(Given data Opens)

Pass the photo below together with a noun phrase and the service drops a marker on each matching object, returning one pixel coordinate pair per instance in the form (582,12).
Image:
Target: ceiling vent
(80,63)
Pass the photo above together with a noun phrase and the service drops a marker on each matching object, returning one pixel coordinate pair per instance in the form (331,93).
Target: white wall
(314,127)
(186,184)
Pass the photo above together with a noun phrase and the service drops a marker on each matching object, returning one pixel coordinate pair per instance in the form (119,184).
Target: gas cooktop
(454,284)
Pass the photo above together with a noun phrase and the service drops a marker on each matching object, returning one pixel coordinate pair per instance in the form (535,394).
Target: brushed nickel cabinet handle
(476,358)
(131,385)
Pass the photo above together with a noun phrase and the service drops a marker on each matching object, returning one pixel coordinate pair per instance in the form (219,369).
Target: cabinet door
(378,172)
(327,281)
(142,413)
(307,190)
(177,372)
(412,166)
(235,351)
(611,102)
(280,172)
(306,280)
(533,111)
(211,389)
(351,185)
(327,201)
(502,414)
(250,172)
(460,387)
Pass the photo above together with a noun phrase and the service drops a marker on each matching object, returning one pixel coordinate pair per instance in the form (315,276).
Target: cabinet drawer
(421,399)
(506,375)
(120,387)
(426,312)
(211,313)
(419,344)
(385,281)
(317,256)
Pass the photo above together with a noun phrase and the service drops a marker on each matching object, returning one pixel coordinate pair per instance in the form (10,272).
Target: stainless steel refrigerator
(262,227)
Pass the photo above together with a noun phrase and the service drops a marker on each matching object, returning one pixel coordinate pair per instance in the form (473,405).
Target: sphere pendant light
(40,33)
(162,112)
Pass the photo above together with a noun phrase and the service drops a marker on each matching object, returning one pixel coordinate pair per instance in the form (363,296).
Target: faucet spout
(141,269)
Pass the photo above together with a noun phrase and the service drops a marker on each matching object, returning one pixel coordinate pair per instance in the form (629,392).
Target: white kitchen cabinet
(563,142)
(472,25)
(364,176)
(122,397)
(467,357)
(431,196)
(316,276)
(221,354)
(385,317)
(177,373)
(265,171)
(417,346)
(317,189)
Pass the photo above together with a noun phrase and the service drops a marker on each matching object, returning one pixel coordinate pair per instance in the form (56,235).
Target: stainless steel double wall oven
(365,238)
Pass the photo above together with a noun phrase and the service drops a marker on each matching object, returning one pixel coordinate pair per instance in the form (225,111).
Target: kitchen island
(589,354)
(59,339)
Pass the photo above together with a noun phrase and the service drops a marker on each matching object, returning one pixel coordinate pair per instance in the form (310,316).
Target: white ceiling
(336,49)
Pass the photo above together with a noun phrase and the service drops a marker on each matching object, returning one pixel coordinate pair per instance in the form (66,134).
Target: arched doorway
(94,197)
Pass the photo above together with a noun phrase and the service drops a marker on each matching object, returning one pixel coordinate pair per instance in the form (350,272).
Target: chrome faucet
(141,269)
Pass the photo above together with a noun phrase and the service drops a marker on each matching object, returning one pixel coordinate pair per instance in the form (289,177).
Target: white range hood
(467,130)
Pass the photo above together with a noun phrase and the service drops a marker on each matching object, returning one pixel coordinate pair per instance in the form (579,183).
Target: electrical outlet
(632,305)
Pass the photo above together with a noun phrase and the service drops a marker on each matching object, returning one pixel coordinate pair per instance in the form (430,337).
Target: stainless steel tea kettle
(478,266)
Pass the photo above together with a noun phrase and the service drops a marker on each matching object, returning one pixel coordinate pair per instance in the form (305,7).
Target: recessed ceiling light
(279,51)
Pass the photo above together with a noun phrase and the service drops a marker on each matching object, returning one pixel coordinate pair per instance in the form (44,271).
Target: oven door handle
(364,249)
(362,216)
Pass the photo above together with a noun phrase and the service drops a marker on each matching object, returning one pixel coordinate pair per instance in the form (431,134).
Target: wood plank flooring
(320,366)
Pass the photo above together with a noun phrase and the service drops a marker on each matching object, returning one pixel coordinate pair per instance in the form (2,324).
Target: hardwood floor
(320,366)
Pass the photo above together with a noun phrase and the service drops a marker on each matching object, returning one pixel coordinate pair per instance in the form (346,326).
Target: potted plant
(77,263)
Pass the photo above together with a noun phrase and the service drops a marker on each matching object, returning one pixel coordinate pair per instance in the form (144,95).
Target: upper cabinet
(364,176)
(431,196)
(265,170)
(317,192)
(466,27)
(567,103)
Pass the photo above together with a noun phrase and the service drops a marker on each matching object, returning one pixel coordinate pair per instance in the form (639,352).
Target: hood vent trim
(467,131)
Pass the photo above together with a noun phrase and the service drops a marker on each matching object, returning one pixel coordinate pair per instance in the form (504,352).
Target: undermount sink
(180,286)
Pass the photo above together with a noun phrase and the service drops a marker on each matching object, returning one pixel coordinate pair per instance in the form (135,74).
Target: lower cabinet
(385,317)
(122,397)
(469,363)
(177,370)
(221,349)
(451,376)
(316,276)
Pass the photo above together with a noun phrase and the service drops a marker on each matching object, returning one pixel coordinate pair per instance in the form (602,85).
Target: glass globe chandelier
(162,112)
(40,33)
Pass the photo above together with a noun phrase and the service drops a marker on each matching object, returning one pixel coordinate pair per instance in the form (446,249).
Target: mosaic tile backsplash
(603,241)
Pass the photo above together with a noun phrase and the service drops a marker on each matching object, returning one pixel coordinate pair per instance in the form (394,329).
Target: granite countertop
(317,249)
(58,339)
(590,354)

(Given data Closes)

(To do):
Your answer must be every record above, repeated exactly.

(Reply):
Pass the photo below together with a noun phrase and the service drops a marker on each matching object, returning one pixel coordinate pair per instance in the form (582,12).
Image:
Target: ceiling vent
(80,63)
Pass the photo above together with a noun phrase and the service drops a marker on each matching object, returning one pixel coordinate pair per instance in the form (331,93).
Target: white wall
(314,127)
(186,184)
Pass the photo above together with a noun phrase and the service drops a marker on each matching object, returning one pixel coordinate pair per instance in the form (119,184).
Target: gas cooktop
(454,284)
Pass the photo above together with a noun phrase and the service drops a marker on each matching object, returning one pixel coordinate pair per instance in the form (535,394).
Target: brushed nickel cabinet handle
(476,358)
(131,385)
Pass the photo above together with a noun phrase and the service drops a marker on each matching object, returning one pixel coordinate pair per instance in the form (219,369).
Target: cabinet door
(378,172)
(327,281)
(142,413)
(307,190)
(177,372)
(412,166)
(235,351)
(611,102)
(280,172)
(306,280)
(533,111)
(211,389)
(351,185)
(327,201)
(502,414)
(250,172)
(460,387)
Pass the photo above together with a noun phrase and the service drops a marker on each matching object, returning one pixel coordinate pair per instance in the form (315,276).
Target: cabinet drawer
(421,399)
(506,375)
(120,387)
(426,312)
(211,313)
(419,344)
(385,281)
(317,256)
Pass the photo above together with a noun phrase and the service drops a marker on each matching object, returning one pixel coordinate pair per instance in the form (10,272).
Target: stainless steel refrigerator
(262,227)
Pass the photo above together with a noun phrase and the service drops a marker on each matching object, returning one pixel coordinate pair per instance in the form (473,405).
Target: sphere pendant light
(40,33)
(162,112)
Pass the photo above together with a noun phrase and the service drops a marker on each matching object, returning one pixel coordinate pair per instance in the form (363,296).
Target: faucet spout
(141,269)
Pass the photo above together with a noun phrase and the service drops a marker on each matching object, returning one pixel coordinate pair per instance in the form (629,392).
Target: white kitchen cabinet
(563,142)
(472,25)
(364,176)
(122,397)
(467,357)
(431,196)
(316,276)
(221,354)
(385,317)
(177,373)
(265,171)
(417,346)
(317,189)
Pass the photo above together with a noun phrase and the service drops a marker on each matching object, returning one pixel coordinate pair per instance in the form (56,235).
Target: stainless steel double wall oven
(365,238)
Pass the photo above together with a noun phrase and the service drops a marker on each matching object, returning one pixel coordinate pair per instance in the form (225,111).
Target: kitchen island
(589,354)
(59,339)
Pass the photo above together with a noun phrase and the service drops a marker on each matching object, returning one pixel coordinate pair per instance in the form (310,316).
Target: white ceiling
(336,49)
Pass the photo above together with a noun phrase and the service drops a marker on each matching object, returning one pixel coordinate pair per instance in the form (66,134).
Target: arched doorway
(94,197)
Pass the photo above together with a noun phrase and the service drops a marker on each matching object, returning one pixel coordinate pair per instance in the form (350,272).
Target: chrome faucet
(141,269)
Pass the photo above together with a noun phrase and the service drops a marker on each matching object, returning one pixel coordinate pair per instance in the form (289,177).
Target: white range hood
(467,130)
Pass the photo above together with a noun phrase and the service drops a marker on each matching object, returning one pixel coordinate pair per instance in the form (579,183).
Target: electrical outlet
(632,305)
Pass the photo above together with a noun phrase and the service drops a marker on each matching object, returning one pixel coordinate pair per instance in the form (430,337).
Target: stainless steel tea kettle
(478,266)
Pass the photo above together with a noun phrase and the service drops a marker on each matching object, returning one pixel coordinate pair per instance in the form (305,7).
Target: recessed ceiling light
(279,51)
Pass the photo above together with a noun phrase and the service drops a marker on each matching object, returning one pixel coordinate pair per instance in the form (44,271).
Target: oven door handle
(364,249)
(362,216)
Pass the photo above together with a noun phrase and the service drops a marker on each matching object, returning one pixel coordinate pair per instance in the form (431,134).
Target: wood plank flooring
(320,366)
Pass the photo above together with a noun phrase and the service drops a marker on each matching object, returning one pixel coordinate pair per instance in the form (2,324).
Target: hardwood floor
(320,366)
Pass the photo above together with a noun phrase and the service drops a marker on each matching object, returning one pixel coordinate pair per instance in the form (346,326).
Target: potted plant
(77,263)
Pass the photo above together with a noun phrase and the service drops a marker on each matching object, returning one pixel coordinate pair per instance in the form (144,95).
Target: upper cabinet
(364,176)
(431,196)
(265,170)
(317,192)
(466,27)
(567,103)
Pass the photo above together with a noun phrase and the service drops a marker on each matching object, returning one pixel coordinate pair per instance in the form (639,352).
Target: hood vent trim
(467,131)
Pass the photo above together with a noun phrase and the service drops a marker on each matching object, returning one pixel coordinate pair per instance in the form (504,352).
Target: undermount sink
(180,286)
Pass the photo above together with a noun phrase and the service drops a marker on each matching object, returning one pixel coordinate pair per instance in the form (135,74).
Target: lower cabinet
(385,317)
(122,397)
(469,363)
(177,370)
(221,349)
(451,376)
(316,276)
Pass the photo above together with a noun phrase and the service drops a marker on each matching object, returning one pixel coordinate pair per instance in the form (602,85).
Target: glass globe chandelier
(162,112)
(40,33)
Pass the photo above together with a noun phrase and the service drops a marker on each matching object, returning one pixel coordinate pair per instance in the form (446,249).
Target: mosaic tile backsplash
(603,241)
Pass the photo above together with a noun phrase and the service drops a marker on each matching object, returning one pixel coordinate pair per instance in the form (394,329).
Target: granite countertop
(317,249)
(58,339)
(590,354)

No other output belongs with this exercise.